Instruction:
Retype, without alteration, each line from the line containing "Return the outline of every instance of the damaged" to the final line of the records.

(Data extracted from a collection)

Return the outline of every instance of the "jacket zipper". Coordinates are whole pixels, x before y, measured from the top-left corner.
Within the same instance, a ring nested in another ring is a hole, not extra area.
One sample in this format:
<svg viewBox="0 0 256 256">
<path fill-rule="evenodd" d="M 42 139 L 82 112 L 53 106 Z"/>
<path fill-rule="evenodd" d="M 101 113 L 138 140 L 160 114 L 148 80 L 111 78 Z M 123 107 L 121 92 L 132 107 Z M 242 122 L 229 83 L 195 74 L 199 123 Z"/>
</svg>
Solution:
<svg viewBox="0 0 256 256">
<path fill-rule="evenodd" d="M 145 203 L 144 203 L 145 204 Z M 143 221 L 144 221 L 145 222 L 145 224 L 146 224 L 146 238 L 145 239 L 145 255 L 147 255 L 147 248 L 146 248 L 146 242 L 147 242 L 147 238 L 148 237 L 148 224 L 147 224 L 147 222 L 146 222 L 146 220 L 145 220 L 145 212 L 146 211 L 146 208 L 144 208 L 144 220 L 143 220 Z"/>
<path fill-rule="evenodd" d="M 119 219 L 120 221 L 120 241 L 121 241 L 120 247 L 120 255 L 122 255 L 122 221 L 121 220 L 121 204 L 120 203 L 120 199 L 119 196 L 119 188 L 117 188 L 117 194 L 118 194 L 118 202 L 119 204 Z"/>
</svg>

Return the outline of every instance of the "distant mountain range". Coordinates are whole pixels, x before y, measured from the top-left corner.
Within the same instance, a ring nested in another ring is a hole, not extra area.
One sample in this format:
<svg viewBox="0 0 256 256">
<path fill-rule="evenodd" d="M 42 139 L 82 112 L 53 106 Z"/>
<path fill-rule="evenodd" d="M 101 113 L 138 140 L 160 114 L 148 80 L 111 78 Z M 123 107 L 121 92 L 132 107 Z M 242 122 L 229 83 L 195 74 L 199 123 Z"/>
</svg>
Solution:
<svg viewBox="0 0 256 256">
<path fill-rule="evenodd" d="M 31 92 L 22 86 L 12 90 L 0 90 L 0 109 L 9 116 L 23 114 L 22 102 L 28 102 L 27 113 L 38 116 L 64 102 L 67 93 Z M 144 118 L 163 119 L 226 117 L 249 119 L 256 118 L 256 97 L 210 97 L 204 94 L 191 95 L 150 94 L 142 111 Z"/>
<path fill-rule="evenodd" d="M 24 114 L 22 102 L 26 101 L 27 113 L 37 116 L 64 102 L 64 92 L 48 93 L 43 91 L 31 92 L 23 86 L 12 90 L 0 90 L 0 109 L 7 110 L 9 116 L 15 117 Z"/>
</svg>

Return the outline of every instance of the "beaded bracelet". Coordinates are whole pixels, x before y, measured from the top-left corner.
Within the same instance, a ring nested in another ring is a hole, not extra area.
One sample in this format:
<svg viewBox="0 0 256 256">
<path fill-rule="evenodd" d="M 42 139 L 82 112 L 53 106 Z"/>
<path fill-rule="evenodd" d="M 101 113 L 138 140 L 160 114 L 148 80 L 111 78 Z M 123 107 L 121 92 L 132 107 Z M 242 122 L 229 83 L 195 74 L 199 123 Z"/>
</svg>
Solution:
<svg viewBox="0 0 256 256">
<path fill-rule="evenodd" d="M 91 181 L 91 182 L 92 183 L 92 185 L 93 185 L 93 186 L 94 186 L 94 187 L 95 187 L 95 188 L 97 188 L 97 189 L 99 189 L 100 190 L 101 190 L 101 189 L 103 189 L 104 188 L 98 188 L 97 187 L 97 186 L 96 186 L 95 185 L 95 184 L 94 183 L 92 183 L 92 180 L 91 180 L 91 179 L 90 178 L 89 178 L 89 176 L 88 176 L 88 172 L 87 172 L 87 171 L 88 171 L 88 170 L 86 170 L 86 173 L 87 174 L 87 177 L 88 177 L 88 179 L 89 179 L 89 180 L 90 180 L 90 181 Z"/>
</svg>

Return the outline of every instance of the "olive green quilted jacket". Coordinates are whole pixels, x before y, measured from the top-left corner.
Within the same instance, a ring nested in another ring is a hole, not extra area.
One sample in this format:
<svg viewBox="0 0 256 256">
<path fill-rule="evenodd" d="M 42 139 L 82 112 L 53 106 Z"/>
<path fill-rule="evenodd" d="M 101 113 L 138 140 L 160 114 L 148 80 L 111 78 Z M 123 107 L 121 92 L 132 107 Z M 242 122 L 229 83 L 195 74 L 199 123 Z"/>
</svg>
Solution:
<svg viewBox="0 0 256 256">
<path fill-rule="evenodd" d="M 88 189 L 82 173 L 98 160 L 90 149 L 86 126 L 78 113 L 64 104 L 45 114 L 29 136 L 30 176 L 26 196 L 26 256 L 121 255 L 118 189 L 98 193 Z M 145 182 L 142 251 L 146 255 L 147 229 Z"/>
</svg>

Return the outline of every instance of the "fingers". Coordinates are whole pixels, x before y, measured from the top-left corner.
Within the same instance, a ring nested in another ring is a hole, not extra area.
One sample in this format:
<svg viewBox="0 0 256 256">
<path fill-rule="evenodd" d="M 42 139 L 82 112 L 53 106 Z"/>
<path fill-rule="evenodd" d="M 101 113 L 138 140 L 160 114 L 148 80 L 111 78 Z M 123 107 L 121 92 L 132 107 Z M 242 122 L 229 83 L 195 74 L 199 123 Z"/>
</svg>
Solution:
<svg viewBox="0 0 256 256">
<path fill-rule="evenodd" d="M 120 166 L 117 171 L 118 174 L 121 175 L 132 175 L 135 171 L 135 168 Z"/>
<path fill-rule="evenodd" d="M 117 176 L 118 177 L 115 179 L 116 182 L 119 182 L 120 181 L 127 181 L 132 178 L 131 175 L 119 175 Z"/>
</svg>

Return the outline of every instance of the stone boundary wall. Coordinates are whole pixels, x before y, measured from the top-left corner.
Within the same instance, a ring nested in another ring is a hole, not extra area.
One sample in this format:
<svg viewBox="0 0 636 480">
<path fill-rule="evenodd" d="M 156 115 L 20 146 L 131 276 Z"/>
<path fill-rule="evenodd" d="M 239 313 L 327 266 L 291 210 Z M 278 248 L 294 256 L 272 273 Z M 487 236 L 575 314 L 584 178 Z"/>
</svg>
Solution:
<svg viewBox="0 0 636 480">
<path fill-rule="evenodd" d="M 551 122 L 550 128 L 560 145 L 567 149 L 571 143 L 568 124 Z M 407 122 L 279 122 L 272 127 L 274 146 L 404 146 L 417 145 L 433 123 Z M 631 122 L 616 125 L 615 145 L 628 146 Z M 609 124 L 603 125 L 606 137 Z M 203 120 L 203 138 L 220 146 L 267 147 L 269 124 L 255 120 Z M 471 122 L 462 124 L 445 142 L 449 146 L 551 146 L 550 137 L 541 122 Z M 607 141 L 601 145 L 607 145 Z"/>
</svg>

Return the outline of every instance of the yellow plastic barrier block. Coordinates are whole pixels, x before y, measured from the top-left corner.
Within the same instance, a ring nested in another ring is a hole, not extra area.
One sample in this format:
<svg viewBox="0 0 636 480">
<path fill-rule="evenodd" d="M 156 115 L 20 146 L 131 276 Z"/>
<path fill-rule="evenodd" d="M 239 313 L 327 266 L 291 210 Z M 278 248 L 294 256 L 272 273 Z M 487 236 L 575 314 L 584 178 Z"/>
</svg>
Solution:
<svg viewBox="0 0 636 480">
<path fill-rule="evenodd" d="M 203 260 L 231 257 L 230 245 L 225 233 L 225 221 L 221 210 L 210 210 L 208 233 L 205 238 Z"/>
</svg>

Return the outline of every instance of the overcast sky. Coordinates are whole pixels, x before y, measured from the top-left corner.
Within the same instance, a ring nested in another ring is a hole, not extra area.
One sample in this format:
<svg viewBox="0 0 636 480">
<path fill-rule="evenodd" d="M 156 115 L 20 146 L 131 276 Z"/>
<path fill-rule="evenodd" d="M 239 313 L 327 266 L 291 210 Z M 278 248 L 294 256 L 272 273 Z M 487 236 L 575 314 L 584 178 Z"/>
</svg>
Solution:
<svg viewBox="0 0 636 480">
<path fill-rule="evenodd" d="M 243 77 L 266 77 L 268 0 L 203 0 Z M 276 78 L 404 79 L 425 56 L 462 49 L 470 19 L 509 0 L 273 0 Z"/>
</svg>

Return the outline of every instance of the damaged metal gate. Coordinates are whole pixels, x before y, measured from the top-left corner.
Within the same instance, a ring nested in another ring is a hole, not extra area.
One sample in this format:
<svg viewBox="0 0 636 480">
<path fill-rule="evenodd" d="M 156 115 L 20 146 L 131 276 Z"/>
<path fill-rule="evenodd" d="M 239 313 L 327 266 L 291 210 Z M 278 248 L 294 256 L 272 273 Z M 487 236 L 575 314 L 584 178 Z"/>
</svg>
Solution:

Answer to this task:
Return the outline of every instance of the damaged metal gate. Coordinates are whole pixels, x before y, measured from the top-left corner.
Within the same instance, a ring nested in another ring is a hole, not extra area.
One sample in this format:
<svg viewBox="0 0 636 480">
<path fill-rule="evenodd" d="M 156 115 L 20 146 L 131 276 Z"/>
<path fill-rule="evenodd" d="M 239 313 L 327 266 L 291 210 Z M 278 248 L 294 256 L 272 273 Z M 487 236 L 575 314 L 584 178 Z"/>
</svg>
Solution:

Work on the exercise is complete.